- _Alıntı metin_
BASIN AÇIKLAMASI: MAYINLI ARAZİLER ÜRETİME VE ÜRETİCİYE, MOTORLAR YEŞİL TARLALARA !... 24.05.2009
BASIN AÇIKLAMASI:
MAYINLI ARAZİLER ÜRETİME ve ÜRETİCİYE,
MOTORLAR YEŞİL TARLALARA !...
24 Mayıs 2009
Türkiye‘nin Suriye sınırında 510 km‘lik bir koridorda ve değişen genişlikte uzanan; Hatay, Kilis, Gaziantep, Şanlıurfa, Mardin ve Şırnak illerinde yer alan 216 bin dekar mayınlı alan, TBMM‘de görüşülmekte olan "Türkiye Cumhuriyeti Devleti ile Suriye Arap Cumhuriyeti Devleti Arasındaki Kara Sınırı Boyunca Yapılacak Mayın Temizleme Faaliyetleri ile İhale İşlemleri Hakkında Kanun Tasarısı" ile 49 yıllığına, mayın temizleme işini yapacak yabancı şirketlerin kullanımına devredilmektedir.
Bilindiği üzere, Anti Personel Mayınların Kullanımının, Depolanmasının, Üretiminin ve Devredilmesinin Yasaklanması ve Bunların İmhası ile ilgili 1999 tarihli Ottowa Sözleşmesi, TBMM tarafından 12.3.2003 gün, 4824 sayılı Yasa ile onaylanmıştır. Bu çerçevede, Türkiye‘de döşeli bulunan kara mayınlarının 2014 yılına kadar temizlenmesi gerekmektedir.

- _Verilen bilgiler_
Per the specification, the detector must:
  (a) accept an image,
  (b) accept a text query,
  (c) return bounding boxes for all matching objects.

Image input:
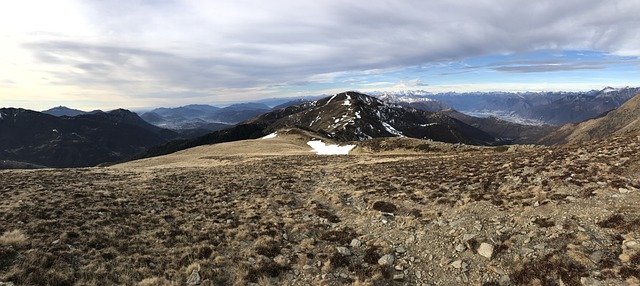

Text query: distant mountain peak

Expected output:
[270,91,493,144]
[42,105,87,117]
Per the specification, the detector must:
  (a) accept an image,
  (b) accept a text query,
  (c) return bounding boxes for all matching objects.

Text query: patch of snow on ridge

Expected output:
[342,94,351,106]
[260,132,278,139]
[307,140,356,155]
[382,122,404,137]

==

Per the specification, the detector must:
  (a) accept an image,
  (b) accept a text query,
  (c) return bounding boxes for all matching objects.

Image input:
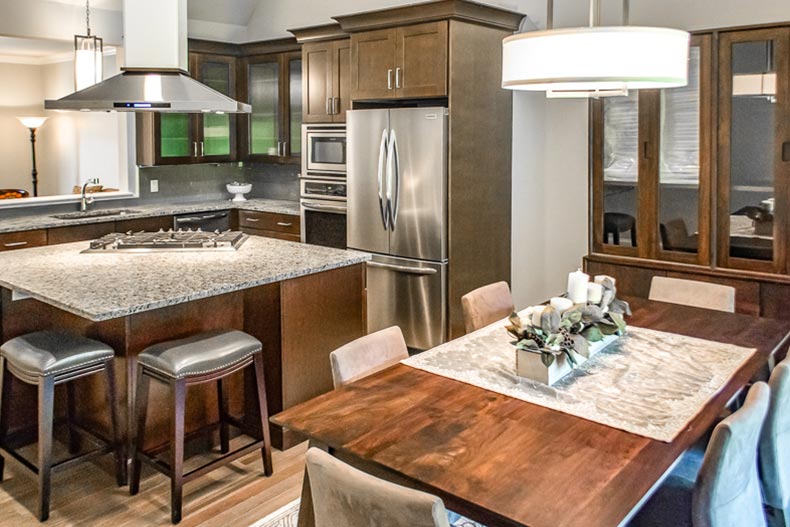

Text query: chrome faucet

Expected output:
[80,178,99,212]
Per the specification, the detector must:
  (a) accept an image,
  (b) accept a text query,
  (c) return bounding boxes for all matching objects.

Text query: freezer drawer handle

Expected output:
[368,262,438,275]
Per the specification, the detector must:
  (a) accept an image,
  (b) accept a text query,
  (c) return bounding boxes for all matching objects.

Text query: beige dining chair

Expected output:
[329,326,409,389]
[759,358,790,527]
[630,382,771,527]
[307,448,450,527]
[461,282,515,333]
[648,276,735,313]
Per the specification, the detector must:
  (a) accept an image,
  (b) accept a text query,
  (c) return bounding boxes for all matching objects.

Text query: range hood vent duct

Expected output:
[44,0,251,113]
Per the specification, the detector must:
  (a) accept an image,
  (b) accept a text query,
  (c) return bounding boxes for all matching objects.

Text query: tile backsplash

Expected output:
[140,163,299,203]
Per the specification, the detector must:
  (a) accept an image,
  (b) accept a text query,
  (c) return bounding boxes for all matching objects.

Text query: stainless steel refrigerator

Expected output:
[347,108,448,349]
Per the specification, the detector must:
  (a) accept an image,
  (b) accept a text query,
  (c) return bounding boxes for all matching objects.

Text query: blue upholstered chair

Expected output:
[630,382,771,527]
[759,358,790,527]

...

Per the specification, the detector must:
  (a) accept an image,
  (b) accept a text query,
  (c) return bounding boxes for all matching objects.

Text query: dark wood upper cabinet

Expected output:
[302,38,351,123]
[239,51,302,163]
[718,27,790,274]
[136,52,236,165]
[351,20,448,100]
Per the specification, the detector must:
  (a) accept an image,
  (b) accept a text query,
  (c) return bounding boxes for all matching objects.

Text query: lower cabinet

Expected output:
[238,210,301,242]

- _Yapılacak iş_
Mayınlı araziler hakkındaki basın açıklamasına göre Türkiye'deki kara mayınlarının hangi yıla kadar temizlenmesi gerekiyor? Cevap verirken sadece metni kullanın.

- _Alıştırmanın cevabı_
2014 yılına kadar.